*GEGEVEN TEKST:*
—————
201202388/1/A3.
Datum uitspraak: 24 april 2013
AFDELING
BESTUURSRECHTSPRAAK
Uitspraak op het hoger beroep van:
[appellant], wonend te Valkenswaard,
tegen de uitspraak van de rechtbank 's-Hertogenbosch van 26 januari 2012 in zaak nr. 11/3330 in het geding tussen:
het college van burgemeester en wethouders van Valkenswaard.
Bij besluit van 10 maart 2011 heeft het college aan het woongedeelte van het pand van [appellant] het adres [locatie 1] toegekend.
Bij besluit van 23 augustus 2011 heeft het college het door [appellant] daartegen gemaakte bezwaar ongegrond verklaard.
Bij uitspraak van 26 januari 2012 heeft de rechtbank het door [appellant] daartegen ingestelde beroep ongegrond verklaard. Deze uitspraak is aangehecht.
—————
*OPDRACHT 1:* Herschrijf de alinea uit de tekst die begint met "Bij besluit van 23 augustus 2011" in één kortere zin. Behoud de belangrijkste feiten.
—————
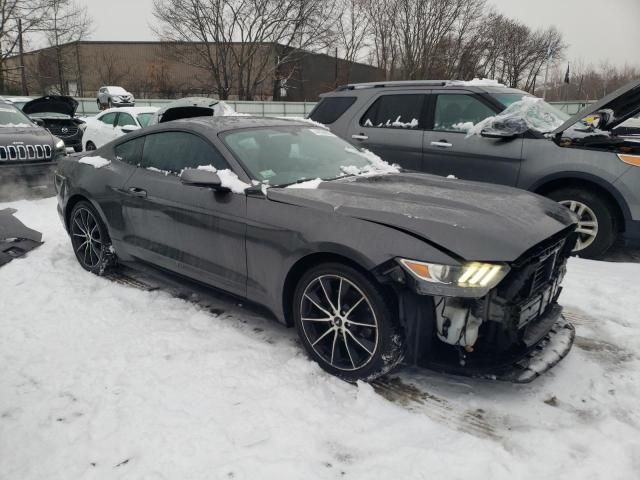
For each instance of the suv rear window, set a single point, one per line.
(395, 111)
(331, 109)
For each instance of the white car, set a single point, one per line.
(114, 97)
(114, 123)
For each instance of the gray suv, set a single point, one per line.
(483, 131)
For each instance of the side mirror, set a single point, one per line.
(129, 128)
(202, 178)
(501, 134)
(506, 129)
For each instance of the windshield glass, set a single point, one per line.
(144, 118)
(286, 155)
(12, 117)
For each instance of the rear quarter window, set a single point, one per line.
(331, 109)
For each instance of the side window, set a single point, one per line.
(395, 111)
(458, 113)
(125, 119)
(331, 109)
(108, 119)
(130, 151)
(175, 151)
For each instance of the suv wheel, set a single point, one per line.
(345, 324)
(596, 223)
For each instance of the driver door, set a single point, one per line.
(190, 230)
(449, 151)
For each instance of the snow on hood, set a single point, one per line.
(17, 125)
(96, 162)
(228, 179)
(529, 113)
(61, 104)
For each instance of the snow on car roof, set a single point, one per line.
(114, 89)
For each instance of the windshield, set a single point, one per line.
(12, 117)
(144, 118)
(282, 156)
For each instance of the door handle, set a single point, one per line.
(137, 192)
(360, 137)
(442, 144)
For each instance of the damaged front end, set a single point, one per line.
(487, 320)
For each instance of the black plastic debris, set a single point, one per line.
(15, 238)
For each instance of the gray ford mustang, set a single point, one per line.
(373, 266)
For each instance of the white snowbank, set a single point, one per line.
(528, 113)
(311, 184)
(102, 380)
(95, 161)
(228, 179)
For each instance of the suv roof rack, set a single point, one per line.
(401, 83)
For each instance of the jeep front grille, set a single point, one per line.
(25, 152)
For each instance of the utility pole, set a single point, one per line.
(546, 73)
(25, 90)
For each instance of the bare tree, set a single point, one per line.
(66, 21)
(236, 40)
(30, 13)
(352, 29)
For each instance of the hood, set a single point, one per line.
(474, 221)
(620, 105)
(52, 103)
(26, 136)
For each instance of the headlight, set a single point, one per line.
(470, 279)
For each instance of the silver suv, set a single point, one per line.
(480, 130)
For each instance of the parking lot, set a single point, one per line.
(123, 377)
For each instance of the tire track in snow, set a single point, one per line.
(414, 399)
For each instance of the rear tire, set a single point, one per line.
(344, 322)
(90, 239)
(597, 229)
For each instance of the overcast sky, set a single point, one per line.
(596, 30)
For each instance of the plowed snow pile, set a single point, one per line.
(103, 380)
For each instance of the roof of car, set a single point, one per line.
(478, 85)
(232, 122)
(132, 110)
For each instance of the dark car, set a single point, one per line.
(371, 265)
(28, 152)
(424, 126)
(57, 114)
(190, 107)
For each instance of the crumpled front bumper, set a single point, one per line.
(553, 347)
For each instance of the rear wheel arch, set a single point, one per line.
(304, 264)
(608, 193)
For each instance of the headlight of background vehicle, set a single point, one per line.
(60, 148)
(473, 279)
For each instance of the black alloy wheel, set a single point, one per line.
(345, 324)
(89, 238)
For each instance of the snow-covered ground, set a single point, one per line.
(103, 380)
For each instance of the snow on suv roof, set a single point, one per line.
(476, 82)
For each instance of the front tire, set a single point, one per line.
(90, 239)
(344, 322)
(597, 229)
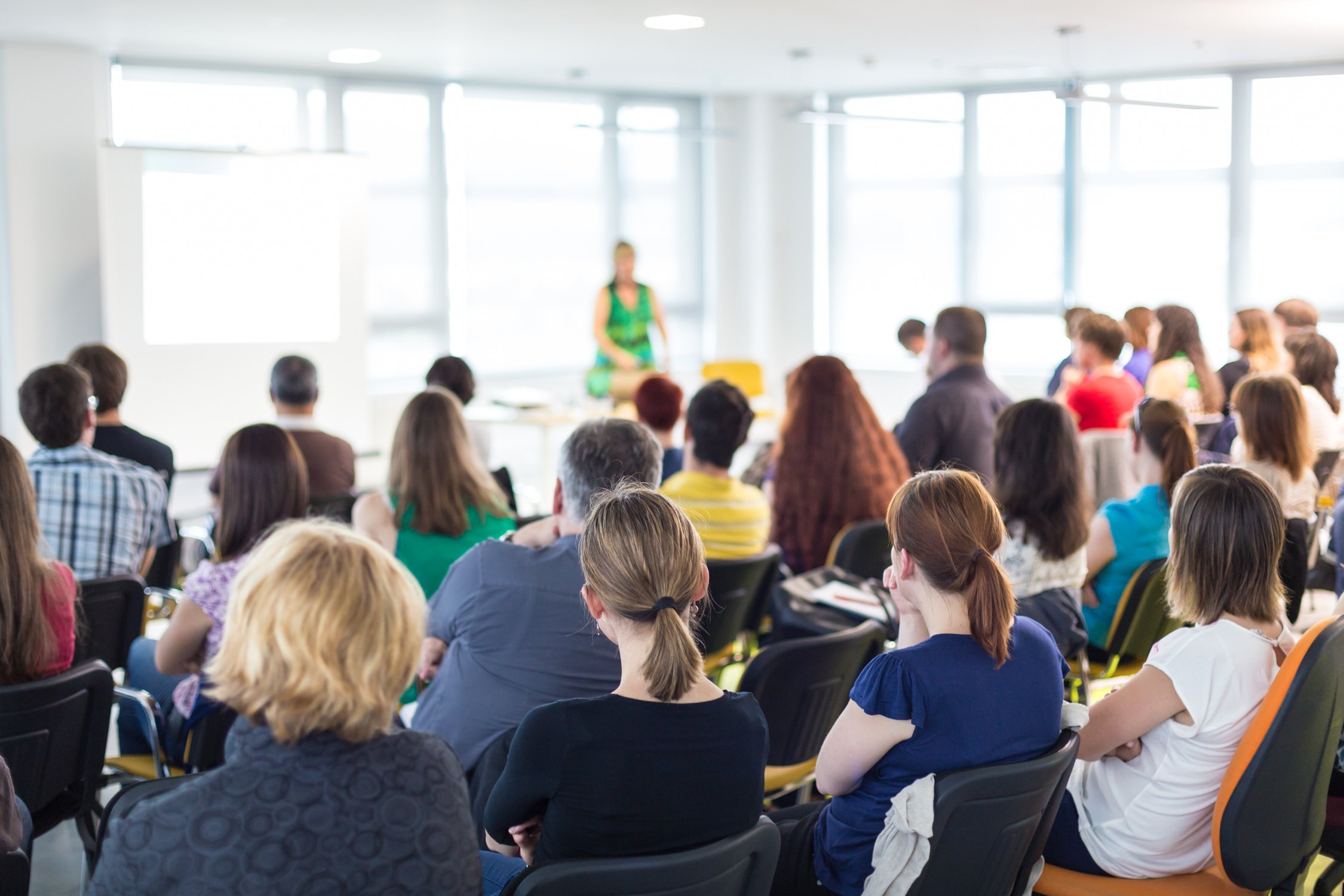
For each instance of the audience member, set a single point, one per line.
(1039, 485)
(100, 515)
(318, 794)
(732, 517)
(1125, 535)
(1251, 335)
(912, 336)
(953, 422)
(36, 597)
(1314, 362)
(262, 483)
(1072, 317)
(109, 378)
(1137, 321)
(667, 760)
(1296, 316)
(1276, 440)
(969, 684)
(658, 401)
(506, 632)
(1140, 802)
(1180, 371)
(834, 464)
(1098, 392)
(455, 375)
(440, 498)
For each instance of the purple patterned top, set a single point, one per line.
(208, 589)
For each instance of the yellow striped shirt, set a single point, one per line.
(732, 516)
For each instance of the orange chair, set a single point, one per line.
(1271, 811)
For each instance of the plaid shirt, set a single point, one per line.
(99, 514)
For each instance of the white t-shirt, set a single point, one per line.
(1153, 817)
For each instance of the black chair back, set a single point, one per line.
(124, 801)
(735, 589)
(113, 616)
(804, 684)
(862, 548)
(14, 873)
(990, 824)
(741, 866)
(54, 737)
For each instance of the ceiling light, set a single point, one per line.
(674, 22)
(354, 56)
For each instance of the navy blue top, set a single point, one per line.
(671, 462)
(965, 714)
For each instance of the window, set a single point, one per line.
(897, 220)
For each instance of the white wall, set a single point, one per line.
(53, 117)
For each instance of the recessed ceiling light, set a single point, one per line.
—————
*OPDRACHT 2:* Filter de items hierboven en geef elke regel die de tekenreeks "side" bevat. Hoofdletters en kleine letters tellen mee.

*ANTWOORD 1:* Op 23 augustus 2011 verklaarde het college het bezwaar van [appellant] tegen het adresbesluit ongegrond.

*ANTWOORD 2:*
For each instance of the side mirror, set a single point, one per line.
For each instance of the side window, set a single point, one per line.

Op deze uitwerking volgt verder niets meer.